** START Data in this exercise **
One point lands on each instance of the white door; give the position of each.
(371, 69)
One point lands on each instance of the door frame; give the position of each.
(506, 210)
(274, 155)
** END Data in this exercise **
Each record above should be output again exactly.

__Written solution__:
One point lands on each instance of the white door; give the position of each.
(371, 69)
One point lands on each instance of the door frame; give the position of each.
(506, 210)
(274, 155)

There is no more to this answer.